● SUPPLIED INFORMATION:
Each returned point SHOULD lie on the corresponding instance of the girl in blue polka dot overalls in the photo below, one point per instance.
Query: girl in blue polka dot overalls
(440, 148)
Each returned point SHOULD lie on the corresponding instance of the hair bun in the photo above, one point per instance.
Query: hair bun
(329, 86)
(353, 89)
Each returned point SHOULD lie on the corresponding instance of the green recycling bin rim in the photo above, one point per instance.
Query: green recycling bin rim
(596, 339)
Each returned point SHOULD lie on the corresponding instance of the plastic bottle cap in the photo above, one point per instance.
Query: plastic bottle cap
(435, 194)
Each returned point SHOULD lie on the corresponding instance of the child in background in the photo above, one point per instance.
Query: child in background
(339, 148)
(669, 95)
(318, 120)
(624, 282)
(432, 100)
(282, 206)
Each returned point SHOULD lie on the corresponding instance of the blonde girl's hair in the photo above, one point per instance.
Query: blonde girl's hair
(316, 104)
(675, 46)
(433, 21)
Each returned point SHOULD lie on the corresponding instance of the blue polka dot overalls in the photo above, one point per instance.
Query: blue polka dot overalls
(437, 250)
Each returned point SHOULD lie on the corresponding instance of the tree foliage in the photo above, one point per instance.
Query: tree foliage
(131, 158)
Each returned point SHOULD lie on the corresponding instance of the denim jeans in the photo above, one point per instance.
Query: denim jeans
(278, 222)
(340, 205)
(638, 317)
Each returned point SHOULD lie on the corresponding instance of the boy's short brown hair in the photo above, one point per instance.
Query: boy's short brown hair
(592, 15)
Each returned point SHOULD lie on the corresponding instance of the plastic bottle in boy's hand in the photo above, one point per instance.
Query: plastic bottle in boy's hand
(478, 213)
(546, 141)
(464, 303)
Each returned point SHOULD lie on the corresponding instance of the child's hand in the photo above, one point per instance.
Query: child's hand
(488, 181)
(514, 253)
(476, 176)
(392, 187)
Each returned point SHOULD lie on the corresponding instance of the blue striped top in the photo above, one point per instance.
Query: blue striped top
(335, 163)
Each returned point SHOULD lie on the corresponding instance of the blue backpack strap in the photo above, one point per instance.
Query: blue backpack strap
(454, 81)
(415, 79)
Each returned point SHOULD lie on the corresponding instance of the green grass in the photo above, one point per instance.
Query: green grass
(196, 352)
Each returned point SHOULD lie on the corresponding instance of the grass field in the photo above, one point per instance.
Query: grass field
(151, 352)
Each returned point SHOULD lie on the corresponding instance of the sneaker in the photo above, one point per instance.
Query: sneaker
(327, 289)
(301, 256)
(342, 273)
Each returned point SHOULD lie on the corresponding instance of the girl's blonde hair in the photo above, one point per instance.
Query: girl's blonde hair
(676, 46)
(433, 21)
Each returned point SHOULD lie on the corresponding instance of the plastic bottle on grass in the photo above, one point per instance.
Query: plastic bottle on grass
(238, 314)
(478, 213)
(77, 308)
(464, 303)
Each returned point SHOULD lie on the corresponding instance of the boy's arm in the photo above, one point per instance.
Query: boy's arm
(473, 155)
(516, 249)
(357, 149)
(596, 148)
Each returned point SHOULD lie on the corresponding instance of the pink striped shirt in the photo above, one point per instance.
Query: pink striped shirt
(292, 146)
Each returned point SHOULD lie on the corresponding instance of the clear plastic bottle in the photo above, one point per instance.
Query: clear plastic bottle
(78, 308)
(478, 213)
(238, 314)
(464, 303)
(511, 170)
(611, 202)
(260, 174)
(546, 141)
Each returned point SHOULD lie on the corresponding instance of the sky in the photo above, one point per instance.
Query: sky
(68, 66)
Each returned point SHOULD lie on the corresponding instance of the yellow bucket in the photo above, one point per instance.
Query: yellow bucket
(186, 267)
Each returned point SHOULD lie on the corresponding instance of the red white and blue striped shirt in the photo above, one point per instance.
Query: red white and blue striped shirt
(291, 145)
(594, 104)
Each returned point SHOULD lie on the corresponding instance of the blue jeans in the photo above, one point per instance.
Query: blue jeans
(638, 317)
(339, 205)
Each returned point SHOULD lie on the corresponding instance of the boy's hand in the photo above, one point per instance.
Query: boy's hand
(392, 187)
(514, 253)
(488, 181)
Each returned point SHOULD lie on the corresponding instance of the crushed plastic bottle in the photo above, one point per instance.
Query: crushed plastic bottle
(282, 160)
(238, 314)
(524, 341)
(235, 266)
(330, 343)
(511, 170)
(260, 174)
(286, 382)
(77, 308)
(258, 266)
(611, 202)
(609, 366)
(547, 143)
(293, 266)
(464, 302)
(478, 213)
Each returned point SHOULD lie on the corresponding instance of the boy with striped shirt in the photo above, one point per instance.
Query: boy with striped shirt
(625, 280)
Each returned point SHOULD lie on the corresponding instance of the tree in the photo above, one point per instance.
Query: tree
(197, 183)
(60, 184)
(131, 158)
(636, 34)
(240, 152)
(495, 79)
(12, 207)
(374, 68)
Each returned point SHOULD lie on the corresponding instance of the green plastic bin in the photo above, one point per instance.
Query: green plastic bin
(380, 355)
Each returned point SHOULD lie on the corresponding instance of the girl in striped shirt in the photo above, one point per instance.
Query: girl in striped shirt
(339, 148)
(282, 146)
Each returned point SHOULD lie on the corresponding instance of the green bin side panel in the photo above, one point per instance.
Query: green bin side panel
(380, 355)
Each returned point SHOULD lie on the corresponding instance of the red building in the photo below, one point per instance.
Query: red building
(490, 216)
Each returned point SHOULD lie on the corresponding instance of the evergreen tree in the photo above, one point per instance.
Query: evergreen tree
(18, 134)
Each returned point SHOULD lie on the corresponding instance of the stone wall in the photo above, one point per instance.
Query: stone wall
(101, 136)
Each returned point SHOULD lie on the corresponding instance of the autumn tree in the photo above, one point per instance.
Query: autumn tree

● STATED TASK:
Rewrite the stretch from the line containing "of the evergreen" through the end of the data, both ends included, with the requests kept as they are. Scale every coordinate in the answers by 2.45 and round it to a whole number, with halves rounded up.

● CORRECT ANSWER:
Each returned point SHOULD lie on the corresponding instance of the evergreen tree in the photo above, one point per instance.
Query: evergreen tree
(44, 328)
Each returned point SHOULD lie on the corresponding instance of the stone wall in the photo above, one point per instance.
Query: stone wall
(247, 333)
Each returned point SHOULD lie on the corresponding instance of the autumn tree in the photo above, one point per instance.
Query: autumn tree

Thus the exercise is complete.